* GOAL OF THE EXERCISE
Copy out the lines below word for word. Start at the line that has "det: wooden bridge" and stop after the line that has "(48, 95), (577, 525)".

* SUPPLIED MATERIAL
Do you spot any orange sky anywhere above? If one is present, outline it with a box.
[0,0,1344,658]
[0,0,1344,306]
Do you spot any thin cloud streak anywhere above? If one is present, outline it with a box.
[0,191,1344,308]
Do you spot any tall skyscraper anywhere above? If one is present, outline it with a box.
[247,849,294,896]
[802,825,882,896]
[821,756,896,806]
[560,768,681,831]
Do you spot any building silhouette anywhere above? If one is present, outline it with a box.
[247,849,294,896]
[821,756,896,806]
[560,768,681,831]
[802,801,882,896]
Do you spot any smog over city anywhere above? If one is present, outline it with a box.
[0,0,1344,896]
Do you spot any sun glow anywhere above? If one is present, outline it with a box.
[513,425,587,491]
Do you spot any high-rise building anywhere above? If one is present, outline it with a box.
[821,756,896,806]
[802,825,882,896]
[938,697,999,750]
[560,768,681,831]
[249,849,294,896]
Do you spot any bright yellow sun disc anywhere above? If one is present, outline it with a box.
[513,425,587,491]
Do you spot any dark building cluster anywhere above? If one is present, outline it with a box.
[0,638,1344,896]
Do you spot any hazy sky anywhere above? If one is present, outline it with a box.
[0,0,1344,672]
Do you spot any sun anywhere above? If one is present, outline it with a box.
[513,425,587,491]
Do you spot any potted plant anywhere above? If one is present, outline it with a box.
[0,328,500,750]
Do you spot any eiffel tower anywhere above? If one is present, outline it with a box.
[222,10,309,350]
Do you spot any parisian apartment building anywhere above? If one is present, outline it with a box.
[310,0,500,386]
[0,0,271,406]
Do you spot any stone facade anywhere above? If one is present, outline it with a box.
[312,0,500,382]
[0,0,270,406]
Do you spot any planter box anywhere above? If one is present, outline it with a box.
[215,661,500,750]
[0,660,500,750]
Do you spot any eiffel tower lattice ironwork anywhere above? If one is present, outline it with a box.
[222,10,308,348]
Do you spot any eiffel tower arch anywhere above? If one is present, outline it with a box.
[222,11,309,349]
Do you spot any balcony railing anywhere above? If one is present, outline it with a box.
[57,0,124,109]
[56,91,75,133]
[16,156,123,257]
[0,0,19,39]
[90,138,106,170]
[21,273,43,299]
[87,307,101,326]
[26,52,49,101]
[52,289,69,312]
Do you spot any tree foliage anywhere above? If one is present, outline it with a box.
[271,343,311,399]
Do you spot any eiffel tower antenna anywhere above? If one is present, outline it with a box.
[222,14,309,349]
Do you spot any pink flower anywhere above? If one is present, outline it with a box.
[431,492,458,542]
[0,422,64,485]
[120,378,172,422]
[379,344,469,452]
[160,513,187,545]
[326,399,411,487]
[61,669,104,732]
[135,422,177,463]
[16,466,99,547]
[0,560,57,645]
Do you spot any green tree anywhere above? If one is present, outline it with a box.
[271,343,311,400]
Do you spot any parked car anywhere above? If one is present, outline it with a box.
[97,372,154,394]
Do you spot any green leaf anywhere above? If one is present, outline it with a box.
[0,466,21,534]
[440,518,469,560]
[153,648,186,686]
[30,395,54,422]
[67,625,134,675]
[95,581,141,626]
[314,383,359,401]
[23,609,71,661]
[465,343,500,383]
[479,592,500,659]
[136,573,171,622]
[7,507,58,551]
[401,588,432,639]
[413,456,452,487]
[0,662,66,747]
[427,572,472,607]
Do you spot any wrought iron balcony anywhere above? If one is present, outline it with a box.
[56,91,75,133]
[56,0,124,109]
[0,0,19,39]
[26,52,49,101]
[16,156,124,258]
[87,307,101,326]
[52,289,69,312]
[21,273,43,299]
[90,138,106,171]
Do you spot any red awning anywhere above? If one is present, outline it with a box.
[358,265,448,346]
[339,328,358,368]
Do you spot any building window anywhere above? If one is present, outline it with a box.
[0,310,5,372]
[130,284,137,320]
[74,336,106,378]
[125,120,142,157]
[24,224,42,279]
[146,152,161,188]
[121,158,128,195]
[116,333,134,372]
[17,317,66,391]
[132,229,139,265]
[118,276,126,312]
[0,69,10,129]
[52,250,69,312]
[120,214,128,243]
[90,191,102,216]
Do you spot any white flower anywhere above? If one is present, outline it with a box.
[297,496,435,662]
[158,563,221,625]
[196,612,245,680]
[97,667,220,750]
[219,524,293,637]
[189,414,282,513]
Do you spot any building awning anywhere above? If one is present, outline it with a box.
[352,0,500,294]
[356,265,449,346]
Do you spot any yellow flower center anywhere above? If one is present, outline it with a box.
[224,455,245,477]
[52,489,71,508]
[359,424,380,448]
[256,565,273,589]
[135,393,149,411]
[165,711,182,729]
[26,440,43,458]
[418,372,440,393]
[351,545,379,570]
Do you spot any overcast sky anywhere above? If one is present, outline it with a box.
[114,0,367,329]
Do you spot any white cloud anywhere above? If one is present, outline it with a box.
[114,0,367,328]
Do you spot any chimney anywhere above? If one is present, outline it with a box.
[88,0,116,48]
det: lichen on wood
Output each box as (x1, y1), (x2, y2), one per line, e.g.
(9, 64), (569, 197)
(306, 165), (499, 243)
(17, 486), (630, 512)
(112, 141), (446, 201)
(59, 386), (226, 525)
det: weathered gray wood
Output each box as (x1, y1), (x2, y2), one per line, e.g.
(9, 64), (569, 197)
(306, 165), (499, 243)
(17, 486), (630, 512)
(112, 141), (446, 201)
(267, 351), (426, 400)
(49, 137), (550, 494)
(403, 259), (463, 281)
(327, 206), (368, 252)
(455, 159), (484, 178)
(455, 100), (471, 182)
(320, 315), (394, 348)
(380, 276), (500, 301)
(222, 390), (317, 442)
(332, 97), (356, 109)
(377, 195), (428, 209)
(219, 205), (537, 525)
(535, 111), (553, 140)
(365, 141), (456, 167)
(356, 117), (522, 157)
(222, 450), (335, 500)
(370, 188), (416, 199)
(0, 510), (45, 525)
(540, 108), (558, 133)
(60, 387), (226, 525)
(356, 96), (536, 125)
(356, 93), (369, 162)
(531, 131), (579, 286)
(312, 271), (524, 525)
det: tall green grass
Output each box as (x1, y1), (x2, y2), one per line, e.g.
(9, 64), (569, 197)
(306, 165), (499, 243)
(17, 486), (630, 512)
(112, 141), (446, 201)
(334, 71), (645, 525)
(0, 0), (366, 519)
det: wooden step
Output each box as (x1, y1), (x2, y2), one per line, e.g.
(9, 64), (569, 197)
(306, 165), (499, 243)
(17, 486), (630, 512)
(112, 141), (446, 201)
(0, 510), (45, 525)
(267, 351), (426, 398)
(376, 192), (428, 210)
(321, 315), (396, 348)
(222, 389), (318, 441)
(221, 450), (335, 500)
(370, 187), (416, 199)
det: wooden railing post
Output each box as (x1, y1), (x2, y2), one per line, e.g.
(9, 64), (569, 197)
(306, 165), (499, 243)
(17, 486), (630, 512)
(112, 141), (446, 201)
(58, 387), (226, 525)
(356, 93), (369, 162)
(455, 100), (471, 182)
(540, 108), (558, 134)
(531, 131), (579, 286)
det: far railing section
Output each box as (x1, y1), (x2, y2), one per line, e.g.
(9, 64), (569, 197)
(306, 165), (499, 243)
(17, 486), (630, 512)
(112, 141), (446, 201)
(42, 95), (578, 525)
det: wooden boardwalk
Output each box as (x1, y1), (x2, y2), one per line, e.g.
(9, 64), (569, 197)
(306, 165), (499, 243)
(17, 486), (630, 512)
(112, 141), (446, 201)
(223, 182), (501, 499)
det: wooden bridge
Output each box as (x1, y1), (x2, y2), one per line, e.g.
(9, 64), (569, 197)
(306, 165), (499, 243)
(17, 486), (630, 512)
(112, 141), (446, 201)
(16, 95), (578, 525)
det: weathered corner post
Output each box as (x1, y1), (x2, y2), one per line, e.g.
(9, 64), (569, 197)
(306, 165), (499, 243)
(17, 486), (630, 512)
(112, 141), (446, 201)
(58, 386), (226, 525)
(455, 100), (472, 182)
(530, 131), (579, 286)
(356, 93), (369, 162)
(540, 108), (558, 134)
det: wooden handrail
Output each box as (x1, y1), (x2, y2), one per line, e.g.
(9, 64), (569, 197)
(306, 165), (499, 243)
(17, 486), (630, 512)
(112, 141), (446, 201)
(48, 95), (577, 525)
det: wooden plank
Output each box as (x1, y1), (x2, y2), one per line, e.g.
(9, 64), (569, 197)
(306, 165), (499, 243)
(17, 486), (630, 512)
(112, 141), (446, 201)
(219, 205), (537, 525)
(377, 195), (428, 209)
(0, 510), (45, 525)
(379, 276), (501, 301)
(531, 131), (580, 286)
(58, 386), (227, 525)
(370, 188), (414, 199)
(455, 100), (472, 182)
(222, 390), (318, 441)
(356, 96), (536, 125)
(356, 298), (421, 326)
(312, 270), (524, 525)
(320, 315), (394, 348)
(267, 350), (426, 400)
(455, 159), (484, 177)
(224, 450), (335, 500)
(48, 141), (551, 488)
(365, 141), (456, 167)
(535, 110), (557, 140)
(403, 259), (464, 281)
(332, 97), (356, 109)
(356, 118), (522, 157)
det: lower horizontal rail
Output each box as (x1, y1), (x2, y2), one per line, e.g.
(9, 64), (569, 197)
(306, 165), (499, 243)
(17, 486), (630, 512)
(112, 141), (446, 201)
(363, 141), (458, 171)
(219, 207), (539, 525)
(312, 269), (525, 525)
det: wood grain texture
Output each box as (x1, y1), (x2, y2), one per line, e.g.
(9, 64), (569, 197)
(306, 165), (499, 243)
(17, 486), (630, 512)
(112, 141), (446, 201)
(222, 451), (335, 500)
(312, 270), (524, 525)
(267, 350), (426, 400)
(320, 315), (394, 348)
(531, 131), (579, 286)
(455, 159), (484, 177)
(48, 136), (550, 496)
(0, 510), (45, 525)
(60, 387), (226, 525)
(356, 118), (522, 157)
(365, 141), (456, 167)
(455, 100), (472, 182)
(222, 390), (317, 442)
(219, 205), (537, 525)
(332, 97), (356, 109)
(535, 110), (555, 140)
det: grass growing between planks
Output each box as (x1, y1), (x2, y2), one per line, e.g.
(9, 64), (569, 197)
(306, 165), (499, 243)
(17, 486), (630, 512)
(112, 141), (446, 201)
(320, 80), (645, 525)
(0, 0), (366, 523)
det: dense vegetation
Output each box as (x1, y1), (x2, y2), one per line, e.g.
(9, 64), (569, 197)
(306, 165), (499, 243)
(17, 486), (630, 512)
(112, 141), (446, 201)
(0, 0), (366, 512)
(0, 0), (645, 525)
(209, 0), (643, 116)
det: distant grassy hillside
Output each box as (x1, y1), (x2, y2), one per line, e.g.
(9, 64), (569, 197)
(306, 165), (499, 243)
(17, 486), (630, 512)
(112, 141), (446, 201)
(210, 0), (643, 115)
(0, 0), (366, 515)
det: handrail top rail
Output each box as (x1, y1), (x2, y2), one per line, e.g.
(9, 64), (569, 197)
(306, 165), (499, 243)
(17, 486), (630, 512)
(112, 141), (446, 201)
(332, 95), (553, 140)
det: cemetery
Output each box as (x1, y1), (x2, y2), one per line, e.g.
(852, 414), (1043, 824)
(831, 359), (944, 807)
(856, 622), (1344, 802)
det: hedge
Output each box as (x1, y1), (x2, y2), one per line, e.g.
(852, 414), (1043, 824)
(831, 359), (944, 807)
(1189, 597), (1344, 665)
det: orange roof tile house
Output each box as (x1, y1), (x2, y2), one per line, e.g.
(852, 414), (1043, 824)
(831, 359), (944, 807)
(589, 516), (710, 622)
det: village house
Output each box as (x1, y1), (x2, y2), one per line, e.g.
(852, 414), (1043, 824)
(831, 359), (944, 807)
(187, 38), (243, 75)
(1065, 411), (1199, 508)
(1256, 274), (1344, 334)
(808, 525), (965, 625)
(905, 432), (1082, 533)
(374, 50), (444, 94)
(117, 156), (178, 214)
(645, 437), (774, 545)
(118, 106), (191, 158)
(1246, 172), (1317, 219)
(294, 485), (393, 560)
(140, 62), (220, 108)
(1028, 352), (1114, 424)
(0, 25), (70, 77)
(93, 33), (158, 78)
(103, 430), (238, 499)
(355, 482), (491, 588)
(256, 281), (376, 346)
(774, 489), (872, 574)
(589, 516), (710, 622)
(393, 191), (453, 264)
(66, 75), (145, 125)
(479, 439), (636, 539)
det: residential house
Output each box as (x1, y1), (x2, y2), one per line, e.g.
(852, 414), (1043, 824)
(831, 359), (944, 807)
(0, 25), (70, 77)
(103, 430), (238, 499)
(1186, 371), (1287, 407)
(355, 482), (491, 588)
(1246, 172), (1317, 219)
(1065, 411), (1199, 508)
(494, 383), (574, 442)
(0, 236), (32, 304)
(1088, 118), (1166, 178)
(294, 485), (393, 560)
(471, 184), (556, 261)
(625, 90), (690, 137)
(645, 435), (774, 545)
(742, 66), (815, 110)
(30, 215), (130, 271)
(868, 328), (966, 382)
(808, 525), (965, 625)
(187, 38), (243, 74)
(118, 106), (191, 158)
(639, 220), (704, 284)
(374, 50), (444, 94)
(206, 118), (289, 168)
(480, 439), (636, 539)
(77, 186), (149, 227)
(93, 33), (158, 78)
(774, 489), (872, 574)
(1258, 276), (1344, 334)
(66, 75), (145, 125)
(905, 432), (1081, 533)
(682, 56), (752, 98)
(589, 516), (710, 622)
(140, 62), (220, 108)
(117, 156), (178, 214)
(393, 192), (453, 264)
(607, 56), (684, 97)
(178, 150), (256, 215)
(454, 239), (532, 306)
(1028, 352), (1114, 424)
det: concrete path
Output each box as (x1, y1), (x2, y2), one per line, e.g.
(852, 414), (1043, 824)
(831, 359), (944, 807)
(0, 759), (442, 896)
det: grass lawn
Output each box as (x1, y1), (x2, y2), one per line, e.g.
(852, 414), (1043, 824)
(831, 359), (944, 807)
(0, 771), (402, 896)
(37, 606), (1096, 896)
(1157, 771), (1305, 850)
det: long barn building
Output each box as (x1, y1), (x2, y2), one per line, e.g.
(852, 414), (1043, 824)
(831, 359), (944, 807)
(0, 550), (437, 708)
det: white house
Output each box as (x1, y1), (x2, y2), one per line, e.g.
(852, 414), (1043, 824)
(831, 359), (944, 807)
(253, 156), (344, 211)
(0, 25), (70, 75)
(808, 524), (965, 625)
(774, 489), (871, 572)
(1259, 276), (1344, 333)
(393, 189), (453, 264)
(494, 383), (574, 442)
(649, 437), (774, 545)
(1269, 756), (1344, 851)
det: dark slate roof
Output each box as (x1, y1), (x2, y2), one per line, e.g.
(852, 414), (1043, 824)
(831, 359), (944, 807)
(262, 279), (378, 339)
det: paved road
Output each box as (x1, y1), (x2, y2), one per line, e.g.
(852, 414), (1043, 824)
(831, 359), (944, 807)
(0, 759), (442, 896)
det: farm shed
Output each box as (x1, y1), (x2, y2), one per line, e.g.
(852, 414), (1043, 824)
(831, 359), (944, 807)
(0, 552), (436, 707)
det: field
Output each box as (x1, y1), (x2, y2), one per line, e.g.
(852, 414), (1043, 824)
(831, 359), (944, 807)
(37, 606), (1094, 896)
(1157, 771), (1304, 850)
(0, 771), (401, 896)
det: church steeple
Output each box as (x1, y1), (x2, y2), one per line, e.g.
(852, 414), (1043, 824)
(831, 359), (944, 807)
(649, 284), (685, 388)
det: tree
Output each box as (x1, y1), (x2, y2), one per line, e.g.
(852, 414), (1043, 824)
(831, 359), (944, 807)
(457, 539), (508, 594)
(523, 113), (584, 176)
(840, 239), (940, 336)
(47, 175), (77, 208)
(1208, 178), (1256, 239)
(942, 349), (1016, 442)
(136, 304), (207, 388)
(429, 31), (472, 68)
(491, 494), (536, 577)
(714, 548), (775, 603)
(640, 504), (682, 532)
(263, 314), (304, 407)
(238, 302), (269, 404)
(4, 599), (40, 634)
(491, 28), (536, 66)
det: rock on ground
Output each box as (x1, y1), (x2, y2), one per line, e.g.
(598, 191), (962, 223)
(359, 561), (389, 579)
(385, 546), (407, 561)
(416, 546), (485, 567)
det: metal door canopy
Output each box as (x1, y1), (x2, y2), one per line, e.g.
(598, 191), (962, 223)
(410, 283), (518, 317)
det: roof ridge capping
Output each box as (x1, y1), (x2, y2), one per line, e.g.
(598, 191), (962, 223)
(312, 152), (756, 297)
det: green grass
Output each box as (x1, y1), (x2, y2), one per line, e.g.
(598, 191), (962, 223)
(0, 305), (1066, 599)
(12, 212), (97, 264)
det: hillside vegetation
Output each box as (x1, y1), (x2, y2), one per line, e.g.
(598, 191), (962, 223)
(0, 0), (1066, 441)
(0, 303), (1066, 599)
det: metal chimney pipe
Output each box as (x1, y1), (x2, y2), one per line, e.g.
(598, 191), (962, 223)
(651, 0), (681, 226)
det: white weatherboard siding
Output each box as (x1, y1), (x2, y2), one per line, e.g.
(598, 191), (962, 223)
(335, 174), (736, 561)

* TASK RESULT
det: wooden bridge
Output each box as (x1, y1), (x2, y2), one per line, e.g.
(9, 64), (569, 197)
(306, 165), (499, 243)
(17, 486), (630, 512)
(112, 141), (446, 201)
(16, 95), (578, 525)
det: weathered corner post
Output each box as (x1, y1), (x2, y2), one per line, e.g.
(9, 64), (569, 197)
(306, 165), (499, 243)
(17, 486), (630, 512)
(112, 141), (446, 201)
(58, 386), (226, 525)
(455, 100), (472, 182)
(530, 131), (579, 286)
(356, 93), (369, 162)
(540, 108), (558, 134)
det: wooden handrail
Output each box as (x1, y1), (x2, y2), one per line, e.g.
(9, 64), (569, 197)
(306, 165), (499, 243)
(17, 486), (630, 512)
(112, 141), (446, 201)
(48, 95), (577, 525)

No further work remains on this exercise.